Written task | Lay out the material below as a two-column CSV with the headers "prompt" and "mask", one row per request. Put each request's text and its answer in a single quoted field with line breaks replaced by spaces, and leave out the pictures.

Entries |
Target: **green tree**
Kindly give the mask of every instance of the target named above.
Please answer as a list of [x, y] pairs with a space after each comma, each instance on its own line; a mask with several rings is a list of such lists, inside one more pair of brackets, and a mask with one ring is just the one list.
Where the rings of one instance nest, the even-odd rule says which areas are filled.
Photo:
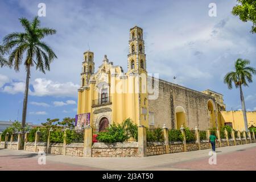
[[235, 62], [235, 71], [228, 73], [225, 76], [224, 80], [224, 83], [228, 85], [229, 89], [232, 89], [233, 84], [234, 84], [236, 88], [239, 88], [240, 89], [240, 99], [242, 104], [242, 110], [246, 131], [248, 131], [248, 125], [242, 86], [248, 86], [247, 82], [252, 82], [253, 75], [256, 74], [255, 68], [249, 67], [249, 64], [250, 61], [248, 60], [237, 59]]
[[256, 33], [256, 1], [255, 0], [237, 0], [237, 5], [233, 8], [232, 14], [239, 16], [243, 22], [253, 22], [251, 32]]
[[19, 71], [23, 55], [26, 55], [24, 64], [27, 77], [22, 121], [22, 127], [24, 128], [27, 115], [30, 68], [36, 65], [36, 69], [45, 73], [45, 70], [49, 71], [50, 64], [57, 56], [51, 47], [42, 41], [46, 36], [55, 34], [55, 30], [41, 27], [38, 16], [31, 22], [24, 18], [20, 18], [19, 21], [24, 32], [13, 32], [7, 35], [3, 38], [3, 46], [5, 49], [10, 52], [8, 64], [10, 67], [14, 66], [15, 71]]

Problem solution |
prompt,mask
"Target: **green tree** Kindly give the mask of every instance of the target named above. Please answer as a list of [x, y] pairs with a space after each comma, each instance on its own line; a mask with several rings is a list of such lists, inside one more pair of brackets, and a mask with one ring is just the one list. Where the rings of one instance nest, the even-odd rule says which areas are filled. Photo:","[[235, 62], [235, 71], [228, 73], [225, 76], [224, 80], [224, 83], [228, 85], [229, 89], [232, 89], [233, 84], [234, 84], [236, 88], [239, 88], [240, 89], [240, 99], [242, 104], [242, 110], [246, 131], [248, 131], [248, 125], [242, 86], [248, 86], [247, 82], [252, 82], [253, 75], [256, 74], [255, 68], [249, 67], [249, 64], [250, 61], [248, 60], [237, 59]] [[256, 33], [256, 1], [255, 0], [237, 0], [237, 5], [233, 8], [232, 14], [239, 16], [243, 22], [253, 22], [251, 32]] [[19, 71], [23, 55], [26, 55], [24, 64], [27, 77], [22, 121], [22, 127], [24, 128], [27, 115], [30, 68], [36, 65], [36, 69], [45, 73], [45, 70], [49, 71], [50, 64], [57, 56], [51, 47], [42, 41], [46, 36], [55, 34], [55, 30], [41, 27], [38, 16], [31, 22], [24, 18], [20, 18], [19, 21], [24, 32], [13, 32], [7, 35], [3, 38], [3, 46], [5, 49], [10, 52], [8, 64], [10, 67], [14, 66], [15, 71]]"